-- Problem requirements --
All pictures must be dropped, while the entries are given again word for word.

..............................

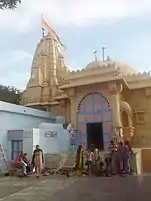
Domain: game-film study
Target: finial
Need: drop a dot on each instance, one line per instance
(95, 54)
(103, 51)
(43, 32)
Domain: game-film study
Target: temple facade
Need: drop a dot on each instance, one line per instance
(104, 100)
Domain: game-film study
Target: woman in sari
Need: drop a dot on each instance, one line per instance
(80, 160)
(37, 160)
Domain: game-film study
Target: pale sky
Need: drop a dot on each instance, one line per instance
(122, 26)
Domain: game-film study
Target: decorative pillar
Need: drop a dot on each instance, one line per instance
(115, 90)
(148, 94)
(72, 96)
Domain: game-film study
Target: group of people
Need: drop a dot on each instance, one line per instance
(116, 161)
(22, 162)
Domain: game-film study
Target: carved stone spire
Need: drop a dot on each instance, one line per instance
(47, 67)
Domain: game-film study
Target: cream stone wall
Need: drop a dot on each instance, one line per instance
(140, 104)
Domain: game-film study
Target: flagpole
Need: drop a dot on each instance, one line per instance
(43, 32)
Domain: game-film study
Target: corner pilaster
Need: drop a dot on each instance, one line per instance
(115, 90)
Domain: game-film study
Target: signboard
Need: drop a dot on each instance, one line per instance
(27, 134)
(50, 134)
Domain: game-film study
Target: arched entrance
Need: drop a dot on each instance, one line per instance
(94, 111)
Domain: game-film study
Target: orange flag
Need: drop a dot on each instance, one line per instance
(46, 26)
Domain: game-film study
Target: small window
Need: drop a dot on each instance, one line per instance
(125, 119)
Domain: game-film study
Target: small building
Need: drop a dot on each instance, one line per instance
(13, 120)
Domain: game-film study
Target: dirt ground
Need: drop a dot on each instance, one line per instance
(57, 188)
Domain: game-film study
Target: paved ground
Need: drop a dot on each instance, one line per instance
(76, 189)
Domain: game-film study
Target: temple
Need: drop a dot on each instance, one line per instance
(105, 99)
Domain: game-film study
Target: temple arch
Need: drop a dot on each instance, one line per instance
(94, 108)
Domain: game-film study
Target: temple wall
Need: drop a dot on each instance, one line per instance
(140, 104)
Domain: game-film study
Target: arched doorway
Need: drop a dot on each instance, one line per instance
(94, 111)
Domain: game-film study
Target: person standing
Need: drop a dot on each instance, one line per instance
(37, 160)
(80, 160)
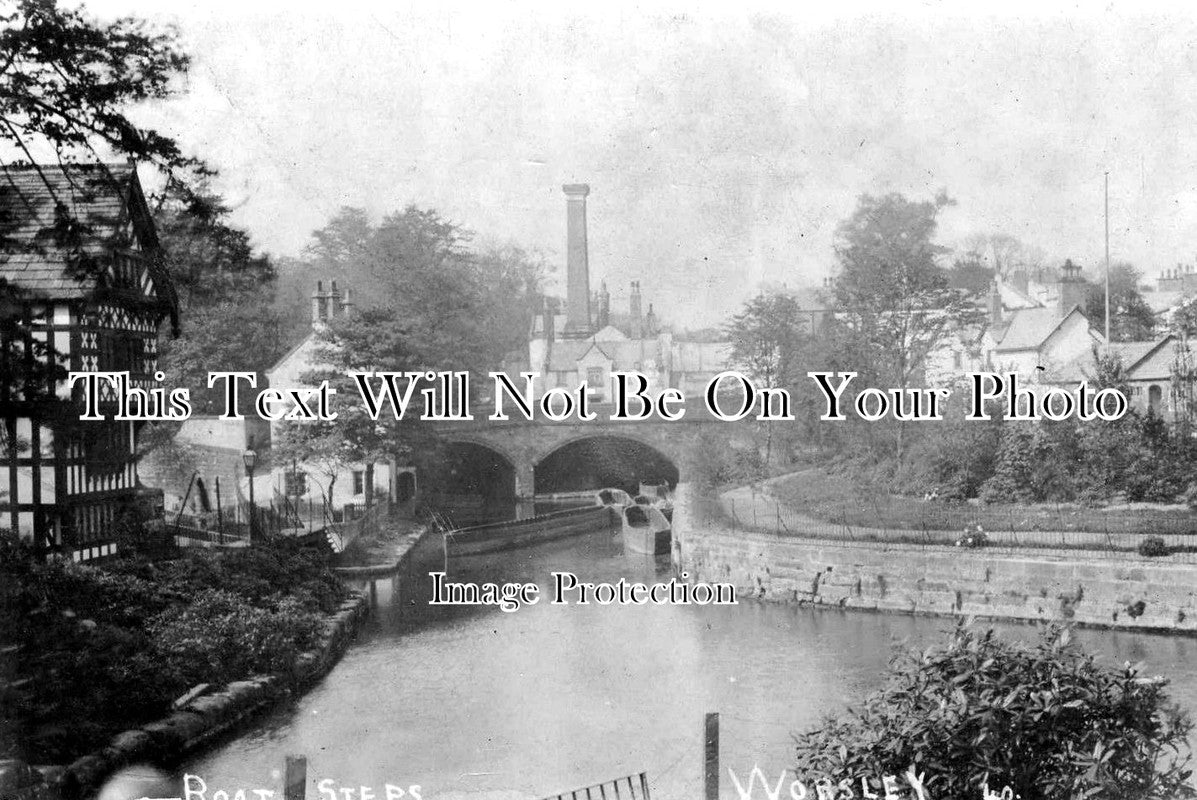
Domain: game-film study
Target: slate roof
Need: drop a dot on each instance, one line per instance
(1027, 328)
(1134, 356)
(52, 214)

..............................

-- Exercise result --
Domain: game-film study
Target: finial
Need: drop a dot on each instance, one line per instance
(95, 54)
(103, 51)
(43, 32)
Domain: game-film study
Target: temple facade
Need: drop a dot on each instance, one line per instance
(104, 100)
Domain: game-film study
Target: woman in sari
Need: drop a dot on each instance, one line per instance
(80, 160)
(37, 160)
Domain: game-film study
Target: pale sky
Need: drop a dot on each instance, one line per instance
(122, 26)
Domain: game-film study
Target: decorative pillar
Need: drop a dot on each instance, one line per instance
(115, 90)
(148, 94)
(72, 96)
Domain: game-film study
Target: group of people
Need: drop a dot on each instance, one line per instance
(116, 161)
(22, 162)
Domain: game-film study
Target: carved stone spire
Need: drop a dot on each instance, one line per instance
(47, 67)
Domain: game-film study
Target: cream stone wall
Need: drop a dot on each instance, one line per instance
(140, 104)
Domain: game-film study
Target: flagpole
Need: drop a dot on each instance, one line per instance
(43, 32)
Domain: game-film study
Target: corner pilaster
Need: drop a dot on each instance, one line per instance
(115, 90)
Domain: game-film study
Target: signboard
Need: drop a dot on each instance, one line per instance
(27, 134)
(50, 134)
Domain: game-film study
Target: arched entrance
Need: drop a dot on each instance, one line per instance
(94, 111)
Domain: game-film study
Target: orange flag
Need: drop a dot on each instance, one line per instance
(46, 26)
Domain: game-film study
Target: small window
Need: drop a dot on each instance, one line per instance
(125, 119)
Domain: game-film study
Target: small building
Need: drop a dot on each instance, one line per instance
(13, 120)
Domain: game-film study
Target: dirt ground
Need: drop a dot on each instance, one line per instance
(57, 188)
Domain: game-film study
Target: paved ground
Need: drop a dot on each instance, one line per instance
(76, 189)
Domain: game-film study
Target: temple
Need: drop a dot on each instance, one line per instance
(105, 99)
Domain: game-film study
Target: temple arch
Need: drop a dot on each instance, one line per instance
(94, 108)
Domain: game-film study
Target: temple wall
Need: drop a dot on each instance, one line per instance
(140, 104)
Domain: game-film study
Target: arched doorway
Need: drop a dot on each instance, one line per instance
(94, 111)
Domain: game-film study
Target: person standing
Need: drop a dot on each instance, one line per instance
(37, 160)
(80, 160)
Domain: game-film study
Target: slate roof
Need: drop a dot on each instance, one line per instance
(1027, 328)
(1134, 356)
(52, 214)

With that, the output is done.